> _REQUIRED TASK A_
Please lay out the lines of the entries below, from the line containing "of the backpack" through the last line of the entries, both ends included, as a Markdown table with the columns "Row" and "Line", numbering each row and leaving out blank lines.

> _EXTRACT_

%%

Single-Phase AC Motor Types

Single-phase motors, without the aid of a starting device, will have no inherent “starting” torque. To produce torque, some means must be employed to create a rotating field to start the rotor moving. A number of different methods are used. The particular method used determines the “motor type.” An explanation of the various types follows.


Fig. 2-10: Split-phase (non-synchronous) motor.

Split-Phase (Non-synchronous)


  • Continuous duty
  • AC power supply
  • Reversibility normally at rest
  • Relatively constant speed
  • Starting torque 175% and up (of rated torque)
  • High starting current (5 to 10 times rated current)
  • No run capacitor required


Fig. 2-12: Speed-torque curve for a typical split-phase AC motor


Fig. 2-13: Example of a centrifugal cut-out mechanism used in split-phase motors.

Design and Operation: Split-phase motors are perhaps the most widely used relatively constant speed AC motors (of appreciable output) employed for driving domestic appliances. Also used for a variety of industrial applications, motors of this type are relatively simple in construction and lower in cost than most other types. Low cost, plus good efficiency, starting torque and relatively good output for a given frame size have made the split-phase AC induction motor today’s general purpose drive. See Fig. 2-10.

Split-phase motors are single-phase motors equipped with main and auxiliary windings connected in parallel (during the start cycle). The auxiliary winding shares the same slots as the main winding, but is displaced in space.

To give the design its unique starting characteristic, the auxiliary winding is wound with finer wire and fewer turns (for high resistance and low reactance) than the main winding, and the current flowing through it is substantially in phase with the line voltage. The current flowing through the main windings, because of their lower resistance and higher reactance, will tend to lag behind the line voltage in time. This lagging effect will act to “split” the single-phase of the AC power supply by causing a phase (time) displacement between the currents in the two windings.

The space and phase displacement of the main and auxiliary windings produce a rotating magnetic field which interacts with the rotor to cause it to start (begin rotating). After the split-phase motor has attained approximately 70% of rated speed, the auxiliary winding is automatically disconnected from the circuit by means of a centrifugal switch or current sensitive relay. The motor will then continue to run on the single oscillating field established by the main winding. See Figs. 2-12 and 2-13.

Advantages: Split-phase motors will operate at relatively constant speed, typically from about 1790 RPM at no load to 1725 or 1700 RPM at full load for a four-pole, 60 Hz motor.


A standard four-wire split-phase motor can be reversed at standstill or while operating at a speed low enough to ensure that the auxiliary winding is in the circuit. Split-phase motors could also be reversed at full speed if a special (external) switching device is used to connect the starting winding in the reverse direction sufficiently long to reverse the motor. This is normally not done because of the risk to burn out the starting winding during a long reversal period. Gearmotors should never be reversed at full speed. To prevent gearing damage, the gearmotor (gear train) should come to a full stop before reversing the direction of rotation!

%%

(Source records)
%%

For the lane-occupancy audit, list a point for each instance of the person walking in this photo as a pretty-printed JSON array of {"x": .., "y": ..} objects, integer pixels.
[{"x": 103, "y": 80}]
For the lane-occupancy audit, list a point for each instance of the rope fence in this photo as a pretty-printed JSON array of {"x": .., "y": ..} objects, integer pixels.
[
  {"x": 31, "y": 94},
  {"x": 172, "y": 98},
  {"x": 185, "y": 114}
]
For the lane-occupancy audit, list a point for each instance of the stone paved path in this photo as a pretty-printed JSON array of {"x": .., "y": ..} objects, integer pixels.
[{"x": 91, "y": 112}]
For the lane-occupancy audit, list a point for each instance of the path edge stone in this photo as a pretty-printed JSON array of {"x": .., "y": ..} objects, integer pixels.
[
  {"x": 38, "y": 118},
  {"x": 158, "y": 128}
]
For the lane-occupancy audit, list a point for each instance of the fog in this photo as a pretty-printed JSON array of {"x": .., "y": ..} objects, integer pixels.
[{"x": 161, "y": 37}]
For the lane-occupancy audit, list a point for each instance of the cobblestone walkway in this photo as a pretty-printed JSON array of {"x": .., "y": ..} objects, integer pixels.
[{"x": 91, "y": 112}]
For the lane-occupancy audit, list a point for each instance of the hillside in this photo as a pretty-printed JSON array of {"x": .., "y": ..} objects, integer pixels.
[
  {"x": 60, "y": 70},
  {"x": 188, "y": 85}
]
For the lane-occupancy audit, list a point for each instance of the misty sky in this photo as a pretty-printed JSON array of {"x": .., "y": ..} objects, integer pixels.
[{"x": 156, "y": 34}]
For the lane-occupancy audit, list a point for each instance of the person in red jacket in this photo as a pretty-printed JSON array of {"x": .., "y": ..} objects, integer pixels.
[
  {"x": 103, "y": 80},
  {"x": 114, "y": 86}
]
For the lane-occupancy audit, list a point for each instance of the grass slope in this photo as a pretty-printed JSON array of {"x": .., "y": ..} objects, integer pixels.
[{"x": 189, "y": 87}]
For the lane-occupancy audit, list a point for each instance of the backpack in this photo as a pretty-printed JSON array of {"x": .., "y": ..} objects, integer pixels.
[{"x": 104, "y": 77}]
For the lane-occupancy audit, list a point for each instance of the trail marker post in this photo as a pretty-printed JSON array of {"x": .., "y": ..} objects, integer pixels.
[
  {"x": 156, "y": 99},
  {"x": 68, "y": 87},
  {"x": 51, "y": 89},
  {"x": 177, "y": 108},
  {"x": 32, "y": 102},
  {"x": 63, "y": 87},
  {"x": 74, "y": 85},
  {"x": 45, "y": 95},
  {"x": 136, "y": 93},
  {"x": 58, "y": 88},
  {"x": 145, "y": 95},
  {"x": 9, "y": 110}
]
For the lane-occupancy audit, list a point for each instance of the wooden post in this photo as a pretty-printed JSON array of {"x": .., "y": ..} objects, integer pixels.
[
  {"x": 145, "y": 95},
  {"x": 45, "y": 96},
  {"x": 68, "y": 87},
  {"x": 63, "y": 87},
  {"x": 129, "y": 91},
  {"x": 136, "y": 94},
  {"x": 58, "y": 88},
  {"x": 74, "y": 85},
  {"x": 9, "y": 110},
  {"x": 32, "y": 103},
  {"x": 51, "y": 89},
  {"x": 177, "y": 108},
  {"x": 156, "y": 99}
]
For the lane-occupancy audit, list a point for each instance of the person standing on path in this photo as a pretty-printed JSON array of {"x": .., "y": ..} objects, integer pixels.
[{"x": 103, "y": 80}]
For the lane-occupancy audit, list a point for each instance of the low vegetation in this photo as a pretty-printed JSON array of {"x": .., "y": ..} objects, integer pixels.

%%

> _REQUIRED TASK B_
Carry the text on single-phase AC motor types forward from its final sentence.

> _EXERCISE RESULT A_
| Row | Line |
|---|---|
| 1 | For the lane-occupancy audit, list a point for each instance of the backpack in this photo as a pretty-printed JSON array of {"x": .., "y": ..} objects, integer pixels. |
| 2 | [{"x": 104, "y": 77}] |
| 3 | For the lane-occupancy audit, list a point for each instance of the trail marker post in this photo as a pretty-printed JSON array of {"x": .., "y": ..} objects, integer pixels. |
| 4 | [ |
| 5 |   {"x": 156, "y": 99}, |
| 6 |   {"x": 68, "y": 87}, |
| 7 |   {"x": 51, "y": 89}, |
| 8 |   {"x": 177, "y": 108}, |
| 9 |   {"x": 32, "y": 102}, |
| 10 |   {"x": 63, "y": 87}, |
| 11 |   {"x": 74, "y": 85}, |
| 12 |   {"x": 45, "y": 95}, |
| 13 |   {"x": 136, "y": 93}, |
| 14 |   {"x": 58, "y": 88}, |
| 15 |   {"x": 145, "y": 95}, |
| 16 |   {"x": 9, "y": 110} |
| 17 | ] |
| 18 | For the lane-occupancy audit, list a point for each instance of the wooden post in this photo as a pretty-printed JSON array of {"x": .., "y": ..} objects, integer pixels. |
| 19 | [ |
| 20 |   {"x": 145, "y": 95}, |
| 21 |   {"x": 45, "y": 96}, |
| 22 |   {"x": 68, "y": 87}, |
| 23 |   {"x": 63, "y": 87}, |
| 24 |   {"x": 129, "y": 91}, |
| 25 |   {"x": 136, "y": 94}, |
| 26 |   {"x": 58, "y": 88}, |
| 27 |   {"x": 74, "y": 85}, |
| 28 |   {"x": 9, "y": 110}, |
| 29 |   {"x": 32, "y": 103}, |
| 30 |   {"x": 51, "y": 89}, |
| 31 |   {"x": 177, "y": 108}, |
| 32 |   {"x": 156, "y": 99} |
| 33 | ] |
| 34 | For the lane-occupancy audit, list a point for each instance of the person standing on path in this photo as a pretty-printed JSON array of {"x": .., "y": ..} objects, integer pixels. |
| 35 | [{"x": 103, "y": 80}] |
| 36 | For the lane-occupancy audit, list a point for each instance of the low vegetation in this photo as a pretty-printed JSON array of {"x": .., "y": ..} objects, integer pixels. |

> _EXERCISE RESULT B_
Perhaps the most important feature associated with split-phase motors is their relatively low initial cost. The high starting torque combined with simple, reliable construction make split-phase AC motors ideal for many general purpose applications. Since the rate at which the motor can be accelerated is often a primary concern to the applications engineer, split-phase designs are often specified because of their ability to come up to speed rapidly (reaching running speeds with normal loads in a fraction of a second). Another benefit of the split-phase motor is that it does not require a run capacitor.

Application Considerations: Because of the high resistance of the starting winding, repeated starting and stopping will heat the windings (in particular, the starting winding) and result in loss of torque and possible winding damage. This is one of the reasons why it is not practical to apply split-phase motors when very frequent starts are required, or where high inertial loads must be accelerated.

Split-phase motors have a high starting current which can range from 5 to 10 times the current drawn while running. If the starting load is heavy, the wiring between the motor and the power source must be of adequate size to prevent excessive voltage drop. The low voltage conditions resulting from inadequate wire size will result in decreased motor starting torque. Frequent starts, coupled with inherent high starting current, can also adversely affect starting switch or relay life.

Cautions: The auxiliary starting winding in a split-phase motor is designed for very short duty. If it stays in the circuit for more than a few seconds, the relatively high starting current, which it draws, can cause overheating of the winding. Should this happen, a more powerful motor or a motor having different electrical characteristics should be considered.

Caution should be used when driving high inertial loads with split-phase motors. This type of load can prolong the acceleration and “hang” too long on the starting winding.


Fig. 2-14: Capacitor (non-synchronous) gearmotor.

Capacitor Motors and Gearmotors (Non-synchronous)



  • Continuous duty
  • AC power supply
  • Reversibility (3-wire or 4-wire reversible)
  • Relatively constant speed
  • Starting torque 75% to 150% of rated torque
  • Normal starting current (3 to 7 times rated current)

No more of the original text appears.